§ Instructions to follow: Please lay out every line of the items below as a Markdown table with two columns, No. for the row number and Text for the line, skipping blank lines. Leave the pictures out of the answer.

§ Extracted material:
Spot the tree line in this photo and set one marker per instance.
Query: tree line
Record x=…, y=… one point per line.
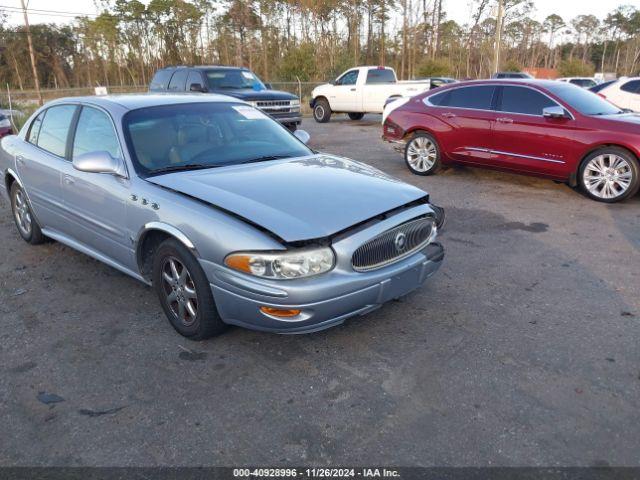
x=310, y=40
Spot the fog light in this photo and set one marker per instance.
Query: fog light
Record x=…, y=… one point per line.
x=279, y=312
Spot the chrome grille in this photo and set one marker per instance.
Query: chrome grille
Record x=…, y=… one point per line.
x=394, y=244
x=274, y=105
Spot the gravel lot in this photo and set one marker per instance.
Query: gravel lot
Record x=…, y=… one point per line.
x=523, y=350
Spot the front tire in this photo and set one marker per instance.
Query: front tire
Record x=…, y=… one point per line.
x=422, y=154
x=609, y=175
x=23, y=217
x=322, y=111
x=184, y=292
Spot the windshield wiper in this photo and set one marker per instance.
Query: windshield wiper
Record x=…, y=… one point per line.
x=182, y=168
x=265, y=158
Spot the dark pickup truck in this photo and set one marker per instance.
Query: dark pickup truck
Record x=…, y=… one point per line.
x=236, y=82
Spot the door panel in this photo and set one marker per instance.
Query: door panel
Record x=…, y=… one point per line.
x=39, y=171
x=344, y=96
x=525, y=140
x=468, y=114
x=95, y=202
x=39, y=161
x=533, y=144
x=96, y=207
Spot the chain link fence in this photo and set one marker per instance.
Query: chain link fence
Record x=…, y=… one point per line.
x=24, y=102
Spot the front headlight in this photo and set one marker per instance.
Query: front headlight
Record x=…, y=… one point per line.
x=283, y=266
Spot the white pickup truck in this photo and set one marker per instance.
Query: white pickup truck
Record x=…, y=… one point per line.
x=361, y=90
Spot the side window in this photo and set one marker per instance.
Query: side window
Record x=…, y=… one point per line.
x=160, y=80
x=477, y=98
x=194, y=77
x=178, y=80
x=34, y=131
x=524, y=100
x=380, y=75
x=55, y=129
x=349, y=78
x=631, y=87
x=439, y=100
x=95, y=133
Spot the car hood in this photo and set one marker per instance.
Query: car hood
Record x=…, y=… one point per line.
x=251, y=95
x=296, y=199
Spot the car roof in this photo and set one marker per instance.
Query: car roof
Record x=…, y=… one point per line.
x=505, y=81
x=143, y=100
x=203, y=67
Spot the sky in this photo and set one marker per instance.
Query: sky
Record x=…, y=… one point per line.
x=457, y=10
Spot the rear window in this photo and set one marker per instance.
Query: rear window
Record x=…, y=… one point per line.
x=632, y=87
x=602, y=86
x=584, y=101
x=584, y=82
x=55, y=129
x=477, y=98
x=160, y=80
x=524, y=100
x=380, y=75
x=34, y=131
x=178, y=80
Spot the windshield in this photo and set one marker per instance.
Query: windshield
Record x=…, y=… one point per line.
x=584, y=101
x=205, y=135
x=236, y=79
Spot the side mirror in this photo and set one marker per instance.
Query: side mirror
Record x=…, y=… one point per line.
x=302, y=135
x=99, y=162
x=554, y=112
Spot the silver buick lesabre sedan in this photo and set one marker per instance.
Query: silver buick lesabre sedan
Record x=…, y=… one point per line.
x=231, y=218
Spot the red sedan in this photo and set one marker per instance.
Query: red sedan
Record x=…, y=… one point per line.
x=545, y=128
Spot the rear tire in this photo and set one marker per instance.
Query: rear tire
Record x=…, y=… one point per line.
x=322, y=111
x=422, y=154
x=184, y=292
x=609, y=175
x=23, y=217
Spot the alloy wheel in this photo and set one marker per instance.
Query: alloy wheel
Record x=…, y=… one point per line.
x=607, y=176
x=22, y=213
x=180, y=291
x=422, y=154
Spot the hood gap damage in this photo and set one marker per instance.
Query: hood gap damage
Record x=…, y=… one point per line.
x=322, y=241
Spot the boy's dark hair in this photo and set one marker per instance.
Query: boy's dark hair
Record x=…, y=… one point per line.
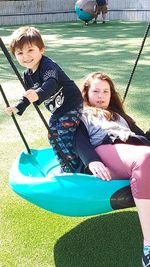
x=25, y=35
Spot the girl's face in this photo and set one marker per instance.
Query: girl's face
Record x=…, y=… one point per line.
x=99, y=94
x=29, y=56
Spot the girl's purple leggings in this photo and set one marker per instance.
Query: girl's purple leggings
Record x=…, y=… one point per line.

§ Result below:
| No. | Text |
|---|---|
| 1 | Spot the tree line in this photo and set one marker per instance. |
| 2 | Query: tree line |
| 3 | Record x=…, y=… one point per line. |
| 4 | x=310, y=40 |
| 5 | Spot the fog light in this photo and set one marker per instance. |
| 6 | Query: fog light |
| 7 | Record x=…, y=… one point per line. |
| 8 | x=279, y=312 |
| 9 | Spot the chrome grille in this photo and set one marker per instance. |
| 10 | Query: chrome grille |
| 11 | Record x=…, y=… one point per line. |
| 12 | x=394, y=244 |
| 13 | x=274, y=105 |
| 14 | Spot the gravel lot in this photo and set one marker per instance. |
| 15 | Query: gravel lot |
| 16 | Record x=…, y=… one point per line. |
| 17 | x=523, y=350 |
| 18 | Spot the front tire in this photo and set one marker per instance. |
| 19 | Query: front tire |
| 20 | Record x=…, y=… one point per line. |
| 21 | x=422, y=154 |
| 22 | x=609, y=175 |
| 23 | x=23, y=217 |
| 24 | x=322, y=111 |
| 25 | x=184, y=292 |
| 26 | Spot the windshield wiper in this photo and set one marker per instance. |
| 27 | Query: windshield wiper |
| 28 | Record x=…, y=… one point per line. |
| 29 | x=182, y=168 |
| 30 | x=265, y=158 |
| 31 | Spot the dark pickup truck in this photo and set one marker per instance. |
| 32 | Query: dark pickup truck |
| 33 | Record x=…, y=… one point per line. |
| 34 | x=236, y=82 |
| 35 | Spot the door panel in this photo and set one marker per instance. |
| 36 | Query: door panel |
| 37 | Record x=…, y=… one point per line. |
| 38 | x=39, y=171 |
| 39 | x=344, y=96 |
| 40 | x=525, y=140 |
| 41 | x=468, y=114 |
| 42 | x=95, y=202 |
| 43 | x=39, y=161 |
| 44 | x=533, y=144 |
| 45 | x=96, y=207 |
| 46 | Spot the chain link fence in this photo and set one marker per instance. |
| 47 | Query: chain link fence |
| 48 | Record x=…, y=… one point per line. |
| 49 | x=24, y=102 |
| 50 | Spot the front headlight in this photo and set one marker per instance. |
| 51 | Query: front headlight |
| 52 | Record x=…, y=… one point per line. |
| 53 | x=283, y=266 |
| 54 | Spot the white pickup truck in this photo and set one marker per instance. |
| 55 | Query: white pickup truck |
| 56 | Record x=…, y=… one point per line. |
| 57 | x=361, y=90 |
| 58 | Spot the side window in this photo and set one marker per instance. |
| 59 | Query: side window |
| 60 | Record x=…, y=… one point per line. |
| 61 | x=160, y=80 |
| 62 | x=477, y=98 |
| 63 | x=194, y=77 |
| 64 | x=178, y=80 |
| 65 | x=34, y=131 |
| 66 | x=524, y=100 |
| 67 | x=380, y=75 |
| 68 | x=55, y=129 |
| 69 | x=349, y=78 |
| 70 | x=631, y=87 |
| 71 | x=439, y=100 |
| 72 | x=95, y=133 |
| 73 | Spot the car hood in this photo and set one marker per instance. |
| 74 | Query: car hood |
| 75 | Record x=…, y=… one point per line. |
| 76 | x=251, y=95 |
| 77 | x=296, y=199 |
| 78 | Spot the car roof in this photo and set one marker per instance. |
| 79 | Query: car roof |
| 80 | Record x=…, y=… one point per line. |
| 81 | x=505, y=81 |
| 82 | x=143, y=100 |
| 83 | x=203, y=67 |
| 84 | Spot the sky in this photo and set one marker per instance. |
| 85 | Query: sky |
| 86 | Record x=…, y=… one point per line. |
| 87 | x=457, y=10 |
| 88 | Spot the rear window in this photo and set one marker per instance. |
| 89 | Query: rear window |
| 90 | Record x=…, y=… one point per line. |
| 91 | x=632, y=87 |
| 92 | x=602, y=86 |
| 93 | x=584, y=101 |
| 94 | x=584, y=82 |
| 95 | x=55, y=129 |
| 96 | x=477, y=98 |
| 97 | x=160, y=80 |
| 98 | x=524, y=100 |
| 99 | x=380, y=75 |
| 100 | x=34, y=131 |
| 101 | x=178, y=80 |
| 102 | Spot the windshield in this photo and set one marker per instance. |
| 103 | Query: windshield |
| 104 | Record x=…, y=… one point per line. |
| 105 | x=584, y=101 |
| 106 | x=205, y=135 |
| 107 | x=236, y=79 |
| 108 | Spot the side mirror in this photo and set one marker per instance. |
| 109 | Query: side mirror |
| 110 | Record x=…, y=… one point per line. |
| 111 | x=302, y=135 |
| 112 | x=99, y=162 |
| 113 | x=554, y=112 |
| 114 | Spot the silver buick lesabre sedan in this photo and set one marker per instance. |
| 115 | Query: silver buick lesabre sedan |
| 116 | Record x=…, y=… one point per line. |
| 117 | x=231, y=218 |
| 118 | Spot the red sedan in this photo and set one marker per instance. |
| 119 | Query: red sedan |
| 120 | Record x=…, y=… one point per line. |
| 121 | x=545, y=128 |
| 122 | Spot the rear tire in this photo and set one marker per instance. |
| 123 | Query: rear tire |
| 124 | Record x=…, y=… one point per line. |
| 125 | x=322, y=111 |
| 126 | x=422, y=154 |
| 127 | x=184, y=292 |
| 128 | x=609, y=175 |
| 129 | x=23, y=217 |
| 130 | Spot the alloy wheel in this photo and set one marker per instance. |
| 131 | Query: alloy wheel |
| 132 | Record x=…, y=… one point per line. |
| 133 | x=607, y=176 |
| 134 | x=22, y=213 |
| 135 | x=180, y=291 |
| 136 | x=422, y=154 |
| 137 | Spot the hood gap damage in this photo and set one marker per instance. |
| 138 | Query: hood gap damage |
| 139 | Record x=…, y=… one point per line. |
| 140 | x=322, y=241 |
| 141 | Spot the boy's dark hair in this photo and set one marker per instance. |
| 142 | Query: boy's dark hair |
| 143 | Record x=…, y=… one point per line. |
| 144 | x=25, y=35 |
| 145 | Spot the girl's face in this photo and set one marker per instance. |
| 146 | Query: girl's face |
| 147 | Record x=…, y=… one point per line. |
| 148 | x=99, y=94 |
| 149 | x=29, y=56 |
| 150 | Spot the girl's purple leggings in this photo and set one marker per instance. |
| 151 | Query: girl's purple leggings |
| 152 | Record x=…, y=… one point per line. |